§ Instructions for the task:
The data should be duplicated exactly, with every word kept as it is.

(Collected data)
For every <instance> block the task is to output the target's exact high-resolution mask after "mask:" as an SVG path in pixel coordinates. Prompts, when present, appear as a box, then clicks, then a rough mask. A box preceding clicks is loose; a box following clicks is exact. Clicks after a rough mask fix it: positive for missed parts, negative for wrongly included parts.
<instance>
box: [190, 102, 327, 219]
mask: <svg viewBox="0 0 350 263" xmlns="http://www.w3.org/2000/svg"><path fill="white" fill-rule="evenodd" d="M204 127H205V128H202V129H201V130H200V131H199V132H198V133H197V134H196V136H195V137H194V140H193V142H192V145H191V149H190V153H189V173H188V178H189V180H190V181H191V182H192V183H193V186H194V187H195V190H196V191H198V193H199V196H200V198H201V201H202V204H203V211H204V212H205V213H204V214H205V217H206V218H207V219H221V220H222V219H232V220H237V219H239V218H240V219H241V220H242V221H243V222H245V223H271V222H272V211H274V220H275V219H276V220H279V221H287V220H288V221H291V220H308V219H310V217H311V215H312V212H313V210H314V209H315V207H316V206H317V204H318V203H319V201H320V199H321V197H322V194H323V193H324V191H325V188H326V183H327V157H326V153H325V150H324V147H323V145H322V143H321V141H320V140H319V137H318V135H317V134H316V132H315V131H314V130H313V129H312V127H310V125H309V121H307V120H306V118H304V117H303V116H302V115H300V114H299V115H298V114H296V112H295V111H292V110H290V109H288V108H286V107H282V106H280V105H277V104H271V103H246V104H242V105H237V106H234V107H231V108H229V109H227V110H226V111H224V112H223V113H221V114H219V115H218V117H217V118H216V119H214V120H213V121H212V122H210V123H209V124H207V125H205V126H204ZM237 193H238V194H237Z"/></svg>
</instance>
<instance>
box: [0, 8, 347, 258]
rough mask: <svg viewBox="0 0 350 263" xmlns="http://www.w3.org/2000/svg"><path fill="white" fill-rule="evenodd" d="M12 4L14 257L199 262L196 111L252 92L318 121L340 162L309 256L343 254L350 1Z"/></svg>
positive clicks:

§ Result:
For every <instance> block the task is to output the target's exact high-resolution mask after "mask:" as an SVG path in pixel coordinates. Prompts, when present, appear as a box, then clicks, then a rough mask. A box preceding clicks is loose; a box following clicks is exact. Clicks after a rough mask fix it: positive for missed parts, negative for wrongly included parts.
<instance>
box: [190, 102, 327, 219]
mask: <svg viewBox="0 0 350 263" xmlns="http://www.w3.org/2000/svg"><path fill="white" fill-rule="evenodd" d="M204 127H205V128H202V129H201V130H200V131H199V132H198V133H197V134H196V136H195V137H194V140H193V142H192V145H191V149H190V153H189V173H188V178H189V180H190V181H191V182H192V183H193V186H194V187H195V190H196V191H198V193H199V196H200V198H201V201H202V204H203V211H204V212H205V213H204V214H205V217H206V218H207V219H221V220H222V219H232V220H237V219H239V218H240V219H241V220H242V221H243V222H245V223H271V222H272V211H274V220H275V219H276V220H279V221H287V220H288V221H291V220H308V219H310V217H311V215H312V212H313V210H314V209H315V207H316V206H317V204H318V203H319V201H320V199H321V197H322V194H323V193H324V191H325V188H326V183H327V157H326V153H325V150H324V147H323V145H322V143H321V141H320V140H319V137H318V135H317V134H316V132H315V131H314V130H313V129H312V127H310V125H309V121H307V120H306V118H304V117H303V116H302V115H300V114H299V115H298V114H296V112H295V111H292V110H290V109H288V108H286V107H282V106H280V105H277V104H271V103H246V104H242V105H237V106H234V107H231V108H229V109H227V110H226V111H224V112H223V113H221V114H219V115H218V117H217V118H216V119H214V120H213V121H212V122H210V123H209V124H207V125H205V126H204ZM237 193H238V194H237Z"/></svg>
</instance>
<instance>
box: [0, 8, 347, 258]
rough mask: <svg viewBox="0 0 350 263" xmlns="http://www.w3.org/2000/svg"><path fill="white" fill-rule="evenodd" d="M12 4L14 257L199 262L196 111L252 92L318 121L340 162L309 256L343 254L350 1Z"/></svg>
positive clicks:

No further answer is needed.